**Text block:**
● ● ● ●

Editorial Caricature by JM Reyes

Foreigners trying to live Filipino Culture, now that’s something we should be aware (and be proud) of.

While I was eating lunch, Our TV was tuned in to Eat, Bulaga!, the country’s leading noontime show, and I noticed the segment “You’re My Foreignoy“, where pure-blood foreigners try to speak in Filipino and perform a talent that is related to our language and our culture (either singing an OPM tune or performing a cultural dance).

Today was their weekly finals for their Luzon leg, and there were five contestants, mostly from European countries (one of which came from Brazil)


It was a very amusing sight to behold that these expatriates, who stayed in our country for either a few weeks or a couple of years (one contestant said that he has been in the country for five years) and now, calling our country as their second home.

They tried eating our delicacies, like balut, kwek-kwek, kakanin, and drank buko juice, and performed OPM hits like “Pusong Bato” and danced our traditional dances like the “Maglalatik”. But what hit me is that they really tried to speak, and understand our national language, Filipino.

However imperfect, or with so many problems on their diction and pronunciation, they tried to learn, and they are willing to learn our language. Now that was something that I thought, we should remember more often.


And yes, the judge from the National Commission for the Culture and the Arts (NCCA) nailed it on the head, when he said that the contest “shows so much of our culture and heritage through the eyes of these foreigners”, It showed to us how powerful media is, and I really pondered on that.

● ● ● ●

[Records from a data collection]
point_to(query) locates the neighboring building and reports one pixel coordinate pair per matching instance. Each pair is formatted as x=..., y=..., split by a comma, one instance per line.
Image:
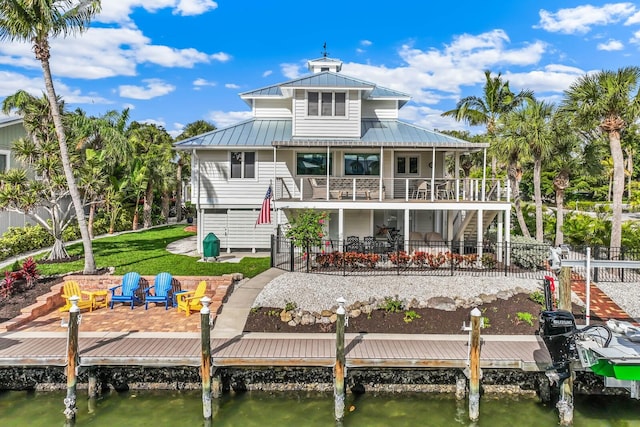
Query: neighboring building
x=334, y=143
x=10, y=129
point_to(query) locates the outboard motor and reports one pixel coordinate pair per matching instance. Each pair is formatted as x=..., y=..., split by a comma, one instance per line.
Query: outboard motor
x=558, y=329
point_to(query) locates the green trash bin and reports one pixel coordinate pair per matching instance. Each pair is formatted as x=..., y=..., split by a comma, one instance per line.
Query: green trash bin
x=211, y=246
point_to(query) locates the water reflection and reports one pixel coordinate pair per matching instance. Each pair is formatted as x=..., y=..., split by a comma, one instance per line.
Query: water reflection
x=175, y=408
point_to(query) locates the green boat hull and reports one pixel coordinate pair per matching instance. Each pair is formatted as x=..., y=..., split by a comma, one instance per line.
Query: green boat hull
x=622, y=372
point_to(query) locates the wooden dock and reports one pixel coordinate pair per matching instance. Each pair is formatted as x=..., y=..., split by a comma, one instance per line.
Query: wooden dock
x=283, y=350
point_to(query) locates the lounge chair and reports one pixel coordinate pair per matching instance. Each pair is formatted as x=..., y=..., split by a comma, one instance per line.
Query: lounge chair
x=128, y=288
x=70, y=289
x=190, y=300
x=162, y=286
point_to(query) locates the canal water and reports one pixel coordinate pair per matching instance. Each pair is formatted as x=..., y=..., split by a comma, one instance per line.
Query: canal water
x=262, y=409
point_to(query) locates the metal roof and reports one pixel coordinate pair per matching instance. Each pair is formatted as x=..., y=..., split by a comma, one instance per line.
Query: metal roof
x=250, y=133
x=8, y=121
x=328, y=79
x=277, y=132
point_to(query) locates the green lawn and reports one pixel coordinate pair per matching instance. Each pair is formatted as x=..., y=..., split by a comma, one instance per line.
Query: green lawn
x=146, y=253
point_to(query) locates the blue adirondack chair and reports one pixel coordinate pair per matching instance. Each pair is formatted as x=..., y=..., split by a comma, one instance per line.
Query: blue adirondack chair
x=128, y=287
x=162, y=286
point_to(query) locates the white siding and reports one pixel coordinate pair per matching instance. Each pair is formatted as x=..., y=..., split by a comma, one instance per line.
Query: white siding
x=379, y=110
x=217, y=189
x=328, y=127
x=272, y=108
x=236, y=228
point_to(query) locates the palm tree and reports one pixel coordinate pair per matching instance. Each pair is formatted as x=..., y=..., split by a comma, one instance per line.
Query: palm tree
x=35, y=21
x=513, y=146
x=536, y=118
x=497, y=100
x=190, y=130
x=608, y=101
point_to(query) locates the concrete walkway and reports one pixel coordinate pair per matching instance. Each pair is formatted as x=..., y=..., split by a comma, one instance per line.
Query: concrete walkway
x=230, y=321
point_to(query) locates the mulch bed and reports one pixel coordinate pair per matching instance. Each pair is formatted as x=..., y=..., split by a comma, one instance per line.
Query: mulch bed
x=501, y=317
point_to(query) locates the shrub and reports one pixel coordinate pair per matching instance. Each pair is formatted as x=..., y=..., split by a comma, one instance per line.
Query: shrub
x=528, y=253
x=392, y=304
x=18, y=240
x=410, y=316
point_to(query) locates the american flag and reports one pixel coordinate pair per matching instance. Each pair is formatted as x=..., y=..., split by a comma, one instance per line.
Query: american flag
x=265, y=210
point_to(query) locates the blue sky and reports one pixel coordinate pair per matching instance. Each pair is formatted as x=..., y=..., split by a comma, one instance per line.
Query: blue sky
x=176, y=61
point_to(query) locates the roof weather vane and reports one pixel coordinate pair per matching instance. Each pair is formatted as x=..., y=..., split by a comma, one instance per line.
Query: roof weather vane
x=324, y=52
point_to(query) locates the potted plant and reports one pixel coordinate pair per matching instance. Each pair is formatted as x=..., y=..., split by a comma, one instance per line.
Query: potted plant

● ● ● ●

**Task to carry out:**
Can you reproduce, word for word and in full, the piece above about foreigners learning Filipino culture?

**Answer for this exercise:**
Editorial Caricature by JM Reyes

Foreigners trying to live Filipino Culture, now that’s something we should be aware (and be proud) of.

While I was eating lunch, Our TV was tuned in to Eat, Bulaga!, the country’s leading noontime show, and I noticed the segment “You’re My Foreignoy“, where pure-blood foreigners try to speak in Filipino and perform a talent that is related to our language and our culture (either singing an OPM tune or performing a cultural dance).

Today was their weekly finals for their Luzon leg, and there were five contestants, mostly from European countries (one of which came from Brazil)


It was a very amusing sight to behold that these expatriates, who stayed in our country for either a few weeks or a couple of years (one contestant said that he has been in the country for five years) and now, calling our country as their second home.

They tried eating our delicacies, like balut, kwek-kwek, kakanin, and drank buko juice, and performed OPM hits like “Pusong Bato” and danced our traditional dances like the “Maglalatik”. But what hit me is that they really tried to speak, and understand our national language, Filipino.

However imperfect, or with so many problems on their diction and pronunciation, they tried to learn, and they are willing to learn our language. Now that was something that I thought, we should remember more often.


And yes, the judge from the National Commission for the Culture and the Arts (NCCA) nailed it on the head, when he said that the contest “shows so much of our culture and heritage through the eyes of these foreigners”, It showed to us how powerful media is, and I really pondered on that.